◆ Exercise details ◆
Copy out each line below exactly as it appears.

Dataset items:
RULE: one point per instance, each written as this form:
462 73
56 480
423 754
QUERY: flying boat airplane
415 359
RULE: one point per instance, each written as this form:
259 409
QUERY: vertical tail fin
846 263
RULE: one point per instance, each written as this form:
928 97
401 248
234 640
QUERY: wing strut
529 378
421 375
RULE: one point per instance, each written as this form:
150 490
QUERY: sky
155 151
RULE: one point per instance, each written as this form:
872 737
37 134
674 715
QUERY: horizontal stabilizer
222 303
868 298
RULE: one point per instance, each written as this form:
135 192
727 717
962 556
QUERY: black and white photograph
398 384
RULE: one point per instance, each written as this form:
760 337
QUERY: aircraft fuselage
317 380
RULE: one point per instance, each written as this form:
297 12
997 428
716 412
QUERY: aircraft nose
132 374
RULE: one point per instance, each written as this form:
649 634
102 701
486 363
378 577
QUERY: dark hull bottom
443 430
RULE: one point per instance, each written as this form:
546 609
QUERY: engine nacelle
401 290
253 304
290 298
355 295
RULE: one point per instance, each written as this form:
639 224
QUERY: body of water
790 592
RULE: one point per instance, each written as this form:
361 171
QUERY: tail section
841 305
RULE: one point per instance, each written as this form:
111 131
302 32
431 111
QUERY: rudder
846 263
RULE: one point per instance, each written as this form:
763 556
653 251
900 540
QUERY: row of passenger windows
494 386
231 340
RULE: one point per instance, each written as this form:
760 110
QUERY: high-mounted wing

◆ Written response ◆
RULE: one point per instance, each written as this form:
462 73
56 480
423 754
QUERY: flying boat airplane
415 359
RULE: one point per instance, each written as this form:
259 409
QUERY: vertical tail fin
846 263
RULE: one point per instance, each written as this form:
928 97
401 248
234 640
QUERY: wing strut
529 378
421 375
RULE: one point per instance, each written as this form:
150 490
QUERY: sky
155 151
RULE: one point per instance, each written as this form:
872 737
37 134
674 715
QUERY: horizontal stabilizer
222 303
868 298
RULE: one point per instance, each written as this form:
135 192
727 717
962 556
QUERY: black and white photograph
398 384
RULE: one point per instance, each written as this form:
760 337
QUERY: aircraft fuselage
317 380
RULE: one point per instance, each written as this form:
297 12
997 428
716 412
QUERY: aircraft nose
132 374
RULE: one point per instance, each written as this form:
649 634
102 701
486 363
378 577
QUERY: dark hull bottom
443 430
RULE: one point per instance, each written as this form:
546 609
QUERY: engine nacelle
401 290
253 304
290 298
355 295
RULE: one point per instance, each written as this form:
639 224
QUERY: body of water
790 592
RULE: one point per instance, each written as this form:
361 171
QUERY: tail section
841 305
RULE: one point per instance, each written as this form:
111 131
302 32
431 111
QUERY: rudder
846 263
RULE: one point per instance, each written as this form:
763 556
653 251
900 540
QUERY: row of passenger windows
494 386
231 340
RULE: one point per instance, each written as this form:
760 110
QUERY: high-mounted wing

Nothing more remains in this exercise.